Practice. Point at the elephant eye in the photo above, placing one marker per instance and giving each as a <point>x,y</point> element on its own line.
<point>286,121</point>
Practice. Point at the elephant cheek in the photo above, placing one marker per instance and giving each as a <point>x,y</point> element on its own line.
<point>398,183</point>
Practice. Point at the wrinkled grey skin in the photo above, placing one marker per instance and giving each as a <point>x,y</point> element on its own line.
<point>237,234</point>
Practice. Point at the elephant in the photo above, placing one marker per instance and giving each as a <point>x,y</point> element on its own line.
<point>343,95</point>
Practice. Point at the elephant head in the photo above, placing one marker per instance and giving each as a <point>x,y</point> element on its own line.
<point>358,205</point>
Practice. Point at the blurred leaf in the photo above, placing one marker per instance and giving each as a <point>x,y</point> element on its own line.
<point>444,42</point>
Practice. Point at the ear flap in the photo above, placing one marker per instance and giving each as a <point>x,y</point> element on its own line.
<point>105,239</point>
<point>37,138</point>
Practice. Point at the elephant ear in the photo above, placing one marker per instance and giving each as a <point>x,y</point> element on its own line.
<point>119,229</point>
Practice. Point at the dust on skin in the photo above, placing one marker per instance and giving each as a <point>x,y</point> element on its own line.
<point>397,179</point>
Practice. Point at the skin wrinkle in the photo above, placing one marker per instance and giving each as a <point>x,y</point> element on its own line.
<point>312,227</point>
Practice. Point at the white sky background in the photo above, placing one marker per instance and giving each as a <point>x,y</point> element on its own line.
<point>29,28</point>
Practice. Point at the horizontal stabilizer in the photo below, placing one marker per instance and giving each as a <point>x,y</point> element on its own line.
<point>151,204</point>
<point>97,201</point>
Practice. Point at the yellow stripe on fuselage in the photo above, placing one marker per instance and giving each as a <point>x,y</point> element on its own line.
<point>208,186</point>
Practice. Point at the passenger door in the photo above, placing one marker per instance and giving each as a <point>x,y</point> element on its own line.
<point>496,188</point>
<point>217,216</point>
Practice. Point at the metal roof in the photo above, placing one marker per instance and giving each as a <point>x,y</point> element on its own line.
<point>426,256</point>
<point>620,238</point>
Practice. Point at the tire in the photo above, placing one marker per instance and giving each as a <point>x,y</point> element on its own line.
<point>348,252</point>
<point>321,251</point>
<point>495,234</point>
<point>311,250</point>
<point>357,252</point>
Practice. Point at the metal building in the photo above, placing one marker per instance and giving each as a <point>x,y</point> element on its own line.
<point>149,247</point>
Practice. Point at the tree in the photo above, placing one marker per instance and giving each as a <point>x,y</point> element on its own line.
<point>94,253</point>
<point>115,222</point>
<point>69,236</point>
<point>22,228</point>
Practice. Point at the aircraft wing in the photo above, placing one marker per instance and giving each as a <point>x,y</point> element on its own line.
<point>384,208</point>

--------------------------------

» **The exercise**:
Reproduce the rows without any change, starting at the one that contains "Practice. Point at the horizontal" and ending with the last of the rows.

» **Task result**:
Practice. Point at the horizontal stabilizer in the photo below, placing one marker per instance and giving each as a <point>x,y</point> element on its own line.
<point>151,204</point>
<point>97,201</point>
Practice. Point at the yellow stripe on fuselage in the photo above, placing one marker per instance and giving each as a <point>x,y</point> element on its own line.
<point>208,186</point>
Practice. Point at the passenger door in the photo above, placing one marker per instance and giving each as a <point>x,y</point> element on its own line.
<point>496,188</point>
<point>217,216</point>
Practice. Point at the metal roof in the photo above, placing one marker per instance and giving each as a <point>x,y</point> element on its own line.
<point>426,256</point>
<point>620,238</point>
Practice. Point at the tire in the photo above, placing one marker per instance and giving each as a <point>x,y</point> element on its own line.
<point>348,252</point>
<point>321,251</point>
<point>495,234</point>
<point>311,250</point>
<point>357,252</point>
Practice. Point at the metal building in the photo above, placing one marker per instance and giving each as a <point>x,y</point> element on its own line.
<point>149,247</point>
Practice. Point at the tree in the photo above, placing one marker per instance and giving each as a <point>x,y</point> element on its own line.
<point>94,253</point>
<point>115,222</point>
<point>69,236</point>
<point>22,228</point>
Practice. Point at the aircraft wing in the photo above, placing one marker per instance and giving each as a <point>x,y</point> element on its own line.
<point>384,208</point>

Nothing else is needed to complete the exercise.